PASSAGE PROVIDED:
--- --- ---

The payments that have been made since the foreclosure decree was given must be considered, an item of which is the value of the life estate when it was sold. At that time Mrs. McCullough was 72 years old and had *506a right by her husband’s last will to the rents, issues, and profits of the premises. The fee, in which she had a life estate, purported to have been sold for $450 or one-half the sum bid at the sheriff’s sale, and she would have been entitled to interest on that sum at 6 per cent, the legal rate, or an annual revenue of $27 during her life, in lieu of the rents, etc. This yearly income multiplied by 5.42378, the number representing the value of an annuity of a single life of a person of Mrs. McCullough’s age (Giauque & M. Pres. Val. Tables, p. 15), gives $146.44 as the worth of her vested interest August 4, 1894, when the premises were sold under the decree.
It will be remembered that on June 27, 1894, Kees recovered the respective amounts of the notes, $746.37 and $828.50, besides attorney’s fees and costs and disbursements. On August 4, 1894, the premises were sold under the decree for $900, from which sum was deducted accruing costs.
5. The plaintiff was not a party to that suit, and for that reason is not responsible for or to be charged with any of the costs incurred therein, or attorney’s fees, or the expenses of the sale. Wiltsie, Mort. Foreclos. § 261.
6. There should be credited on the mortgage debt the estimated value of the property and rights obtained by the sheriff’s deed, viz., Mrs. Talbott’s fee in the premises, $450, and the then present worth of Mrs. McCullough’s life estate, $146.44, or $596.44. The decree was rendered June 27, 1894, and the sale occurred August 4th of that year. The interest should be computed on the mortgage notes from the time they were severally given, less the partial payments as they were made until the time of the sale under the decree; but as that calculation is difficult from the evidence before us, and as the compound interest for the time stated is so small, the sum awarded, $1,574.87, will be considered as at interest at 10 per cent per annum from the time of the decree to that of *507the sale, thereby earning $16.18 and amounting to $1,591.05. Deducting the payment of $596.44, there remained $994.61, which at interest from August 4, 1894, to May 16, 1895, at the same rate, gives for the use of the money for that time $77.91, amounting to $1,072.52. Kees on May 16, 1895, received from the purchasers of tract numbered 2 the sum of $350, which was due on the bond for a deed given by McCullough and Talbott. This piece of land was included in the mortgage which was executed prior to the giving of the bond for a deed, and in the suit of foreclosure such purchasers, having been made parties, appeared and filed answers. The foreclosure decree recites that these answers were withdrawn by stipulation. In a suit for a specific performance, the purchasers of tract numbered 2, upon the payment of $350, the remainder due on the bond for a deed, could have secured a decree conveying the title, notwithstanding McCullough’s death and the probate of his last will devising the residue of his property to plaintiff, but the title to the premises which could thus have been obtained would have been subject to Kees’ mortgage which was prior to the execution of the contract to convey. So too in the foreclosure suit these purchasers by answering might have set forth their interest in the tract of land and could have obtained a decree of similar import; but it would have been subordinate to Kees’ paramount right which would have been protected in his decree.

--- --- ---

WRITTEN TASK:
Answer these questions from the foreclosure opinion:
1. How old was Mrs. McCullough when the life estate was sold?
2. For what amount were the premises sold under the decree on August 4, 1894?
3. What sum did Kees receive from the purchasers of tract numbered 2 on May 16, 1895?
The material after this point isn't needed.

SOURCE EXCERPT:
--- --- ---

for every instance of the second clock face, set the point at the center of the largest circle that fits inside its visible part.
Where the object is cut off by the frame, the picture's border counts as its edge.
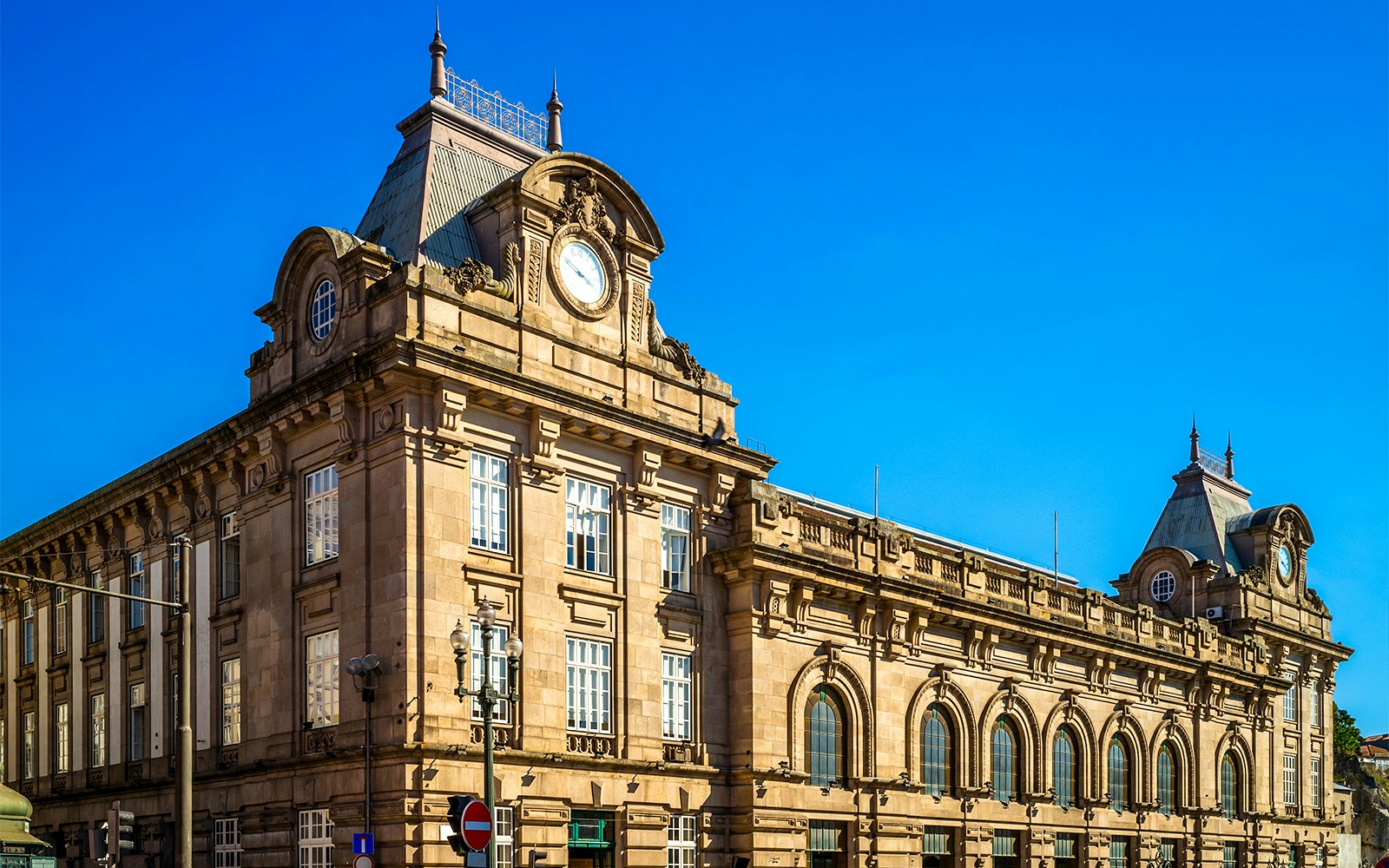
(583, 273)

--- --- ---

ANSWER TO THE EXERCISE:
1. 72 years old
2. $900
3. $350